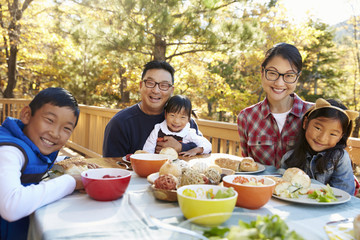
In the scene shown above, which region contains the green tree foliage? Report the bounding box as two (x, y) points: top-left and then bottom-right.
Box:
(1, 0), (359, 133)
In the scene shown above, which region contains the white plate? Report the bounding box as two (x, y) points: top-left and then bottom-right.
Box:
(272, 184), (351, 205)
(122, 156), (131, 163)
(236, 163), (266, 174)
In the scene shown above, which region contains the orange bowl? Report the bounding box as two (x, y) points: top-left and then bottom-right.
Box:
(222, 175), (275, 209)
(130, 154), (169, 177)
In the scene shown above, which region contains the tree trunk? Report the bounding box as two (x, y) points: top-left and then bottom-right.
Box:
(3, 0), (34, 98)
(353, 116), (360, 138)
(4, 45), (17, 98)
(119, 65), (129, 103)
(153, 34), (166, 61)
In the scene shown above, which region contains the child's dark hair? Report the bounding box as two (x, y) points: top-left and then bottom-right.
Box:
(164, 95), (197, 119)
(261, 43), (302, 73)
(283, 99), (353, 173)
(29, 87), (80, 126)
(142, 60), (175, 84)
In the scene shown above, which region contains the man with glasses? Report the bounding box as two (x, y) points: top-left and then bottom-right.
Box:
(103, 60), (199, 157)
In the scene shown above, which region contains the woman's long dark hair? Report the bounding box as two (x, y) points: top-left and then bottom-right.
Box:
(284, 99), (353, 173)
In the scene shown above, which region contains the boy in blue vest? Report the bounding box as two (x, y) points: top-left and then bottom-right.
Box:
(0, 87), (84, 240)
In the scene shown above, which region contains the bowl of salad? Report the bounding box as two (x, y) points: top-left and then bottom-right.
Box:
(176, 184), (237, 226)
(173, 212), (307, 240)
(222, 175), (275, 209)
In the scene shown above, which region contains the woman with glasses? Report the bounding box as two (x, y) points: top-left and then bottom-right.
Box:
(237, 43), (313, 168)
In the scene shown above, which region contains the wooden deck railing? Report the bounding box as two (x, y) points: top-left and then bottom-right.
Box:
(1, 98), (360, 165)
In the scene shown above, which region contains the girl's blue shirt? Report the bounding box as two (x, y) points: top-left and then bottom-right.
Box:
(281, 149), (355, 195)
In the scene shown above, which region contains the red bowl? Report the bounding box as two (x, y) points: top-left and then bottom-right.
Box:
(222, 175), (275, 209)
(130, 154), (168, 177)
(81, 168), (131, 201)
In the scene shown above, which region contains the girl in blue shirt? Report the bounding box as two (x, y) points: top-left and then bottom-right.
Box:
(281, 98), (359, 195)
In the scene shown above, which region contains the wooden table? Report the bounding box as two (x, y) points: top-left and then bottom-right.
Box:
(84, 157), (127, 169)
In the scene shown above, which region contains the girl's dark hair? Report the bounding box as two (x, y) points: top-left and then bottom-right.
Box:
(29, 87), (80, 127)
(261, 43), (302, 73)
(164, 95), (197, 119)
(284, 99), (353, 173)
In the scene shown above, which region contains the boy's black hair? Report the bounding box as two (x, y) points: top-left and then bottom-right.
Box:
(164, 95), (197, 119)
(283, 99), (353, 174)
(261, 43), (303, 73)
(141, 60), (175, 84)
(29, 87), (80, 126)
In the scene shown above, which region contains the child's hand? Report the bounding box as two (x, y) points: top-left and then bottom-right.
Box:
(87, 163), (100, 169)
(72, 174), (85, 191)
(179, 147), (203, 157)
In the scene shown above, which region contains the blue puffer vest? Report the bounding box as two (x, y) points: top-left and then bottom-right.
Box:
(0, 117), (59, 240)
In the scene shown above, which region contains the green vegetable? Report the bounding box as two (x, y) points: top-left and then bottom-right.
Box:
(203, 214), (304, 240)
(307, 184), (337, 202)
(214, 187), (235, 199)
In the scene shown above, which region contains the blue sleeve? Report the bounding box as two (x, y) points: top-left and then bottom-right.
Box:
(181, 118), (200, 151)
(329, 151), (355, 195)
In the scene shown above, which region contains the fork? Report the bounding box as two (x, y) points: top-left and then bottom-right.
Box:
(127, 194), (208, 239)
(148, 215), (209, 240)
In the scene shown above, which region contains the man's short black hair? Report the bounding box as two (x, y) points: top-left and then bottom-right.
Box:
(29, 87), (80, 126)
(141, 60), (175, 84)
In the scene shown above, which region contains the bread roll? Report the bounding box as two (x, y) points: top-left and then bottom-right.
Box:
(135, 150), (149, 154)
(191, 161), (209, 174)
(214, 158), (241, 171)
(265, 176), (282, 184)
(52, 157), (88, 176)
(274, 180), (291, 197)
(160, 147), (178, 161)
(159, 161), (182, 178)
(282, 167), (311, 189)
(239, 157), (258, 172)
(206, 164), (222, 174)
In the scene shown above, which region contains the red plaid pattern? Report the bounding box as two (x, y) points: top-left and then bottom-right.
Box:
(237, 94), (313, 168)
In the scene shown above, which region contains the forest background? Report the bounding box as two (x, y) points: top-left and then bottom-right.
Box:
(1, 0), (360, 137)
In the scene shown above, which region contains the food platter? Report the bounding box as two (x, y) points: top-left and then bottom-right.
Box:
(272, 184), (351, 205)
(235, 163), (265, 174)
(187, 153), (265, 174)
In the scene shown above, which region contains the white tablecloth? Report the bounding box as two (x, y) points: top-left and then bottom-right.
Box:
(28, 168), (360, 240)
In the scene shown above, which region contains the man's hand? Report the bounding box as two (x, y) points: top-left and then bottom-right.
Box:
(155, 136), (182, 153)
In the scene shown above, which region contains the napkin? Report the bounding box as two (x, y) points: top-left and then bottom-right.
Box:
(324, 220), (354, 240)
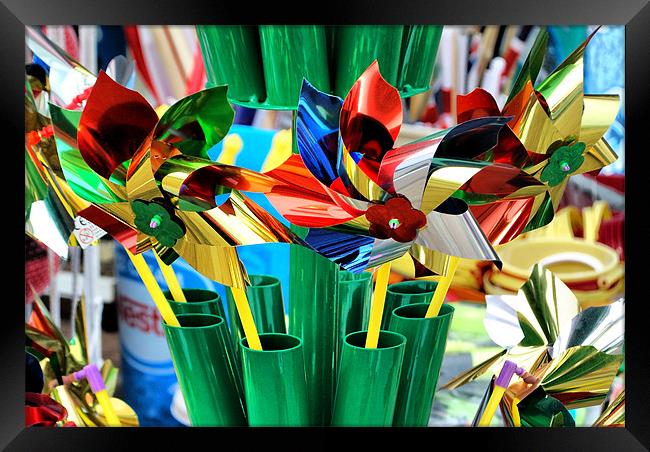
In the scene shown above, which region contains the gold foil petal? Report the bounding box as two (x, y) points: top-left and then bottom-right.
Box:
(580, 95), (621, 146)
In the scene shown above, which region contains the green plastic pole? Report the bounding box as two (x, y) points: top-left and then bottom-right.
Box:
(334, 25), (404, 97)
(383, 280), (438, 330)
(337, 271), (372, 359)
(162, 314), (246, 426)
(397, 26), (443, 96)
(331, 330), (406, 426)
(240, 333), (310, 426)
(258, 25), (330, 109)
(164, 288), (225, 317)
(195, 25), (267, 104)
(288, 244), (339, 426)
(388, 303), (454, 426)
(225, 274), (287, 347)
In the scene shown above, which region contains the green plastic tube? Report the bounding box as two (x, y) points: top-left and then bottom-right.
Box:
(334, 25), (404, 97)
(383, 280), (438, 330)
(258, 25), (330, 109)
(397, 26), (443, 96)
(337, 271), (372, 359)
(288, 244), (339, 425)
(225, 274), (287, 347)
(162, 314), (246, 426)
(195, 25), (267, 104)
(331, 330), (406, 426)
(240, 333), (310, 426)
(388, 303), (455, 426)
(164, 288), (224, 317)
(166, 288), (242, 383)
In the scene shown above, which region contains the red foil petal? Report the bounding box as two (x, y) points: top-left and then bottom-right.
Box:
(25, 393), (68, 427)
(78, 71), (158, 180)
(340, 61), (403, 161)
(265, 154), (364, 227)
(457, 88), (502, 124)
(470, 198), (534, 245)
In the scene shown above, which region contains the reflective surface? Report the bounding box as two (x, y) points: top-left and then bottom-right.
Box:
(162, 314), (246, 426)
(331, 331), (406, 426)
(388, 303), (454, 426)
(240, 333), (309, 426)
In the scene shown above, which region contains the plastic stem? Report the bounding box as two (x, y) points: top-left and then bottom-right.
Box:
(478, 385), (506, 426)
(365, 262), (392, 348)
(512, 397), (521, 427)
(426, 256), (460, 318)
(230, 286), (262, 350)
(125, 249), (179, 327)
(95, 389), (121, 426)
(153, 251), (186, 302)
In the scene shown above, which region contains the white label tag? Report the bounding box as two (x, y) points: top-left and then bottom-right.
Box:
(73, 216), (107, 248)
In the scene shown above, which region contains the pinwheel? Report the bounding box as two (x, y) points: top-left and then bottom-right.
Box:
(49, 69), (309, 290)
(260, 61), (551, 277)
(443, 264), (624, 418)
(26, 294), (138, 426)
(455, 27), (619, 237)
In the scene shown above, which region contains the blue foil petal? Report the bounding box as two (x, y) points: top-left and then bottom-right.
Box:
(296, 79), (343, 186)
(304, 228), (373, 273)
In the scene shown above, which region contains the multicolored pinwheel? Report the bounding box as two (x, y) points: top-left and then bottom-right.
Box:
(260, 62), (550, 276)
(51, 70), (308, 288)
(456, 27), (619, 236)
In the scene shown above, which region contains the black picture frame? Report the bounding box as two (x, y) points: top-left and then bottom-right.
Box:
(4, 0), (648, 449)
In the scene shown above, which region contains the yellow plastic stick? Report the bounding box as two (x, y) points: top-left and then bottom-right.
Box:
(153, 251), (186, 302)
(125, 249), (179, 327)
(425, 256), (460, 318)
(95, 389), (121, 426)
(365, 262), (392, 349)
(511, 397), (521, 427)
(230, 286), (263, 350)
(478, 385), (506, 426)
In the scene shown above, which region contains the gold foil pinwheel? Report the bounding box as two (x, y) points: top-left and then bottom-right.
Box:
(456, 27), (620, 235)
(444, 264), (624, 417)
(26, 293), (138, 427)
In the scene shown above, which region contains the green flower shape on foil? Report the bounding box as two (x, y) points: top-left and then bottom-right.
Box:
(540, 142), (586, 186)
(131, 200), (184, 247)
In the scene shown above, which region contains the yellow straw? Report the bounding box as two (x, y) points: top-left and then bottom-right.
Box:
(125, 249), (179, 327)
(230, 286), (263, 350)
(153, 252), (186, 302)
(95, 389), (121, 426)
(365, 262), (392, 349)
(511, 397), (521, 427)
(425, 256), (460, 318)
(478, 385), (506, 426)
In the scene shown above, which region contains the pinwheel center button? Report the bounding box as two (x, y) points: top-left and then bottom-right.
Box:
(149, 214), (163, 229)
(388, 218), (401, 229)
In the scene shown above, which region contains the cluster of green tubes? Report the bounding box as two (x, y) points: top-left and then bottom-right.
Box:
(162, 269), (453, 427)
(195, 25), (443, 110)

----------------

▶ **EXERCISE PROMPT**
Search the records for the string "wooden" and, wherever a line contains it, please copy that line.

▶ **TASK RESPONSE**
In the scene shown above, which region contains the wooden deck railing? Report the bounding box as two (x, y) points: top-left and then bottom-right.
In the scene shown above, which region contains the wooden table? Report the bounding box as two (x, y) points: top-left and then bottom-right.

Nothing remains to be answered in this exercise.